── MATERIALS PROVIDED ──

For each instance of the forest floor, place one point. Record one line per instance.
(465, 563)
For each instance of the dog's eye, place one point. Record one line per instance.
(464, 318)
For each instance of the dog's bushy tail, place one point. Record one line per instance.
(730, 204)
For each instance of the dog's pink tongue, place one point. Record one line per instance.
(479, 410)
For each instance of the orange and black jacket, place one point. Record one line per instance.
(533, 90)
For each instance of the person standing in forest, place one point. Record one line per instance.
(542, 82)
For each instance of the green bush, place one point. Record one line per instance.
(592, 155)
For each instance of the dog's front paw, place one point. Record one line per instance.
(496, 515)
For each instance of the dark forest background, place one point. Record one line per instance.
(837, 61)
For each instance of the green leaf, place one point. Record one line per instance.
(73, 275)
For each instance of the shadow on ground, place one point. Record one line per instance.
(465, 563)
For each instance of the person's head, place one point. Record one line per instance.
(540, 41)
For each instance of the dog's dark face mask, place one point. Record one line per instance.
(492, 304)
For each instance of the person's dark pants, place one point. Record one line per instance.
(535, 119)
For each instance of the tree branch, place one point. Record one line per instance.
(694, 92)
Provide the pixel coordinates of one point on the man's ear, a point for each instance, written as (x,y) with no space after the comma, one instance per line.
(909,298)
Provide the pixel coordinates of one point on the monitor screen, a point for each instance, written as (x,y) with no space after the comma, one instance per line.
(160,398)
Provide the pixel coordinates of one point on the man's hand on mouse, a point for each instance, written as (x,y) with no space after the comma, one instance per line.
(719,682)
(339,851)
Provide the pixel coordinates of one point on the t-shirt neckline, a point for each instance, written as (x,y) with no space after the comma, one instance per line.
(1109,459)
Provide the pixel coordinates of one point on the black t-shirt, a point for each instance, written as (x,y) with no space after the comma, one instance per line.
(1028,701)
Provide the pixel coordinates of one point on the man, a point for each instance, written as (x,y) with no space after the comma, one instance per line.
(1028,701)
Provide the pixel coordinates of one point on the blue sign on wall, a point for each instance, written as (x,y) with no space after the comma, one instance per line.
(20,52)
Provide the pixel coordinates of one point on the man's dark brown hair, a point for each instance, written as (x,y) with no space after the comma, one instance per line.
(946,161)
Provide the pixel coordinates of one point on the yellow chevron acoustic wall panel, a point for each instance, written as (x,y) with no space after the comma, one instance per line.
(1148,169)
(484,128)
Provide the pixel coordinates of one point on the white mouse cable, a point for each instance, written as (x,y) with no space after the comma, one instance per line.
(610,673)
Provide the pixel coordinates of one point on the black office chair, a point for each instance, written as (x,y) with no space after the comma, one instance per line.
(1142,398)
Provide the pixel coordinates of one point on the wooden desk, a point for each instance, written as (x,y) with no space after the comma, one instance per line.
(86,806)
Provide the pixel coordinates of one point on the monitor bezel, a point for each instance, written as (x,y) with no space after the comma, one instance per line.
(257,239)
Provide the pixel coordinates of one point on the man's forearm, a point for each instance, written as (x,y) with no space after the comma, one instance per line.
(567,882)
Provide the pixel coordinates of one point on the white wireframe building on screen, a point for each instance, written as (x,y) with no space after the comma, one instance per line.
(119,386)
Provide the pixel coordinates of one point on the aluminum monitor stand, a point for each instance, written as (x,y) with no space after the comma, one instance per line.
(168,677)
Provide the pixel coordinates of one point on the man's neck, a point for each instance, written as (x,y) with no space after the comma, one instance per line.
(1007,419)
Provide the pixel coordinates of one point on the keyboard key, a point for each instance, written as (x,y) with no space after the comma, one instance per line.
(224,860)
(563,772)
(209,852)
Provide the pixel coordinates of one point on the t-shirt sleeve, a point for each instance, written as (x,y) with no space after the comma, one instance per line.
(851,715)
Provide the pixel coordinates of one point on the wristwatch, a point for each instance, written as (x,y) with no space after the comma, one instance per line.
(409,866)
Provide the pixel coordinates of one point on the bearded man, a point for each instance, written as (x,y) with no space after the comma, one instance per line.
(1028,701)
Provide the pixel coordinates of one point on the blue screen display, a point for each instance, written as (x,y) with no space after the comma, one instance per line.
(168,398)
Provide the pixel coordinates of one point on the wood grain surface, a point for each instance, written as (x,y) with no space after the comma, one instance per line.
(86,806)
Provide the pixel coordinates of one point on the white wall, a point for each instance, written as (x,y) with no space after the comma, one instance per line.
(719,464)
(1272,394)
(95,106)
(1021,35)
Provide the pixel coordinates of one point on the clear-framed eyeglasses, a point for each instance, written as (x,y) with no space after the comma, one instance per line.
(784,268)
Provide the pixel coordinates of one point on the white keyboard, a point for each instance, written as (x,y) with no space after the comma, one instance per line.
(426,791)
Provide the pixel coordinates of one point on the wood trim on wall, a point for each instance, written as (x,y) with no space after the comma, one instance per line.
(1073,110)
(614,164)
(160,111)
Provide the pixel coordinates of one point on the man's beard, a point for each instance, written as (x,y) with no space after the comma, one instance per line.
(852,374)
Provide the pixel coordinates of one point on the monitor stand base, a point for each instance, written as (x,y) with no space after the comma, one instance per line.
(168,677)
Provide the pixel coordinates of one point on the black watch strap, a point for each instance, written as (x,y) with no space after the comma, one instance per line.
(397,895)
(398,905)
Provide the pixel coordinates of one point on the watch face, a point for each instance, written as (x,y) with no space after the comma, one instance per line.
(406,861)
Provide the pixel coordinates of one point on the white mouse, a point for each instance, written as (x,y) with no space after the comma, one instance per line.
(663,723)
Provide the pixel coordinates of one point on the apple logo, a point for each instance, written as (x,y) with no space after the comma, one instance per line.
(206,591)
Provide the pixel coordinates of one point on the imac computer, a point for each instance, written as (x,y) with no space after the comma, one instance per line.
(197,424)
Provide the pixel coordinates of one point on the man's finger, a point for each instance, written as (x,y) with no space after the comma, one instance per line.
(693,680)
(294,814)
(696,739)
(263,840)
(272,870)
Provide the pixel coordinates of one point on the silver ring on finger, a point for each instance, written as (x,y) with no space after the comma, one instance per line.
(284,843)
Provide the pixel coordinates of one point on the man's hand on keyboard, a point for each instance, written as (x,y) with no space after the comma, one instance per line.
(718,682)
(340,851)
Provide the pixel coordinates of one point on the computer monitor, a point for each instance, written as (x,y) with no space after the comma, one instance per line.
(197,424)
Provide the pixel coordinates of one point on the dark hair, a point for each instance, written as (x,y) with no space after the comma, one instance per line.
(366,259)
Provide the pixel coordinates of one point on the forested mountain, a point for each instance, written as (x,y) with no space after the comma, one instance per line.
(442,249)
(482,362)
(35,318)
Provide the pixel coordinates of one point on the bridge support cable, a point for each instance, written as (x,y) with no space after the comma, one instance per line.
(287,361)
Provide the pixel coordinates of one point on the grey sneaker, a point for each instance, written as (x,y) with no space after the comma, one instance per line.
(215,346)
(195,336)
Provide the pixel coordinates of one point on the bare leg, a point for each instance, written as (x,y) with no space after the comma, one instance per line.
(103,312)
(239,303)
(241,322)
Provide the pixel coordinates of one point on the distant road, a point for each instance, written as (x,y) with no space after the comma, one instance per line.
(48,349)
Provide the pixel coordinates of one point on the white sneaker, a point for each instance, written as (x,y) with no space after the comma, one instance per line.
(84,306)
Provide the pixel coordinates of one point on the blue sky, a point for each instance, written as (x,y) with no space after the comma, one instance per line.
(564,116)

───

WHAT IS NEEDED: Type the records again in full, matching them exactly.

PROBLEM SOLUTION:
For each instance of the forest floor, place one point. Record one line per instance.
(465, 563)
For each instance of the dog's eye, place one point. Record one line per instance.
(464, 318)
For each instance of the dog's bushy tail, place one point. Record one line per instance.
(730, 204)
For each instance of the dog's pink tongue, place one point. Record one line per instance.
(479, 410)
For each instance of the orange and black jacket, place one point. Record one line per instance.
(533, 90)
For each instance of the person standing in forest, place one point. Record one line per instance.
(542, 82)
For each instance of the green bush, place one point. Record one line per instance.
(592, 155)
For each instance of the dog's front paw, place one point. Record one line per instance.
(496, 515)
For each instance of the dark forest background, place one point. Record one line per instance.
(837, 61)
For each instance of the green leaf, place one point. Record one line per instance.
(73, 275)
For each instance of the shadow on ground, place one point. Record one line per instance.
(465, 563)
For each instance of the person's head, place one point. Record one line per instance.
(540, 41)
For each instance of the dog's dark face mask, place one point. Record one line per instance.
(492, 304)
For each instance of the person's dark pants, place one point. Record one line per instance.
(535, 119)
For each instance of the tree branch, place one point. Record one line per instance.
(694, 92)
Provide the pixel coordinates of one point on the man's ear, a point for each instance, written as (x,y) with no space after the comma, one instance per line.
(909,298)
Provide the pixel coordinates of one point on the monitor screen, a point for each instance, written as (x,y) with no space after the comma, one instance per line.
(160,398)
Provide the pixel coordinates of one point on the man's hand on mouse, a point for each instance, written as (x,y) with no space after the comma, one instance per line.
(719,682)
(339,851)
Provide the pixel coordinates of one point on the t-shirt neckline, a point for each instance, written as (x,y) with no space after the comma, one instance per line.
(1109,459)
Provide the pixel coordinates of one point on the black t-shirt, a point for each instance, written as (x,y) with no space after the comma, one instance per line.
(1028,701)
Provide the pixel coordinates of one point on the man, a point for each instance, written as (x,y) with no space after the comma, one instance per line.
(1028,701)
Provide the pixel coordinates of one point on the blue sign on wall, a point for each instance, written as (x,y) with no space after the comma, one instance per line.
(20,52)
Provide the pixel coordinates of one point on the man's dark brown hair, a point for each instance, written as (x,y) with no space after the comma, one instance per line.
(946,161)
Provide the pixel coordinates of one point on the yellow chevron acoustic wall panel, a point for each instance, written as (x,y) with no space after the comma, one instance per line.
(1148,169)
(484,128)
Provide the pixel coordinates of one point on the white mouse cable, a point for each instance, written as (x,y) with no space after the comma, one instance per line.
(610,673)
Provide the pixel coordinates of one point on the black office chair, a point for each instance, written as (x,y) with no space after the comma, one instance per line.
(1142,398)
Provide the pixel coordinates of one point on the wooden desk, a point for each instance, written as (x,y) with no space after the comma, one instance per line.
(86,806)
Provide the pixel coordinates of one point on the monitor bezel, a point for each instance, written as (x,y) with no space after the comma, one instance per line.
(257,239)
Provide the pixel coordinates of one point on the man's forearm, a point for each instance, written as (x,y) with no space after the comma, one instance per line.
(567,882)
Provide the pixel coordinates of one point on the white wireframe building on screen, a point for each instance, written as (x,y) with no space after the comma, one instance per line.
(119,386)
Provide the pixel coordinates of one point on the aluminum monitor stand, a point for each instance, written as (x,y) with no space after the comma, one instance per line.
(168,677)
Provide the pixel coordinates of one point on the man's neck, a point for each instance, written as (x,y) with no space after the comma, one instance per line.
(1007,419)
Provide the pixel coordinates of one point on the keyboard key, a point for each instance, written as (x,y) with no space after the comma, one instance per line.
(224,860)
(563,772)
(209,852)
Provide the pixel coordinates of one point on the t-shirt sleeve, a point for each instance, written as (x,y) with no space after the comma, one instance per line.
(851,715)
Provide the pixel coordinates of one point on the wristwatch, a point for each instance, written as (x,y) with no space after the comma, one instance per line.
(409,866)
Provide the pixel coordinates of one point on the bearded man, a point for each instance, written as (x,y) with no space after the comma, one instance per line.
(1028,701)
Provide the pixel coordinates of one point on the blue screen display, a point for each instance, written as (x,y) with no space after the comma, one instance per line.
(168,398)
Provide the pixel coordinates of one point on the wood grain surface, a point for each instance, written as (x,y) with no space after the comma, one instance per line.
(86,806)
Provide the pixel coordinates of one point on the white wall, a point for each instance, written as (x,y) with no space after the comma, one instance per line.
(719,464)
(1272,394)
(95,106)
(1021,35)
Provide the pixel coordinates of one point on the clear-framed eyeglasses, a point for each instance, written as (x,y) with no space after the comma, one instance per line.
(784,268)
Provide the pixel coordinates of one point on the white keyboard, a point for each instance, written as (x,y) with no space after the comma, one instance per line.
(426,791)
Provide the pixel coordinates of one point on the wood trim on wall, a point for each instance, written as (x,y) with no space after the comma, one instance per line.
(1073,110)
(614,164)
(160,111)
Provide the pixel coordinates of one point on the man's beard, a point for each instance, written as (x,y) with no space after the comma, one instance per line.
(852,374)
Provide the pixel coordinates of one point on the monitor stand base, a point for each instance, written as (x,y) with no space after the comma, one instance per line.
(168,677)
Provide the pixel coordinates of one point on the black watch strap, a point for each instance, written as (x,y) with no space after the comma, one instance per line.
(397,895)
(398,905)
Provide the pixel coordinates of one point on the watch face, a point for each instance, written as (x,y) with no space after the comma, one instance per line.
(406,861)
Provide the pixel coordinates of one point on the white mouse, a point for each instance, written as (x,y) with no space after the comma, one instance per line.
(663,723)
Provide the pixel coordinates of one point on the apple logo, a point for each instance, written as (x,y) with no space after the comma, one instance per line.
(206,591)
Provide the pixel coordinates of one point on the imac computer, a point for each instance, written as (x,y) with no space after the comma, one instance per line.
(197,424)
Provide the pixel coordinates of one point on the man's finger, a point for each instance, written as (x,y) with no space after the comma, one instance per line.
(693,680)
(294,814)
(696,739)
(263,840)
(272,870)
Provide the pixel coordinates of one point on the silver ring on finger, a point for each instance, written as (x,y) with no space after the comma, one instance per line.
(284,843)
Provide the pixel coordinates of one point on the man's hand on keyboard, a point for each instance, written as (x,y) with no space after the comma, one instance per line.
(718,682)
(340,851)
Provide the pixel coordinates of one point on the computer monitor, a point for each instance, written as (x,y) with no space after the comma, one instance per line.
(197,424)
Provide the pixel coordinates of one point on the dark hair, a point for each instance, written as (x,y) with no space after the comma, one instance per line.
(366,259)
Provide the pixel coordinates of one point on the forested mountain, a point for each instance, written as (x,y) with no space after the comma, one instance per line.
(442,249)
(482,362)
(35,318)
Provide the pixel coordinates of one point on the bridge support cable, a point for each instance, written as (x,y) with no space after the comma, one instance per line.
(287,361)
Provide the pixel coordinates of one point on the grey sneaker, a point for each instance, written as (x,y) with no space after the comma, one instance per line.
(215,346)
(195,336)
Provide the pixel coordinates of one point on the bare leg, a point for each instance, written as (x,y) with no space after the comma, one instance per line.
(103,312)
(239,303)
(241,322)
Provide the pixel coordinates of one point on the distant road, a point for each instance, written as (x,y) with no space after the comma, one instance per line.
(48,349)
Provide the pixel coordinates of one point on the white sneaker, a point for each instance, written as (x,y) with no space after the comma, one instance per line.
(84,306)
Provide the pixel coordinates of one point on the blue sky, a point for each instance, written as (x,y) with no space after the comma, one instance per line.
(564,116)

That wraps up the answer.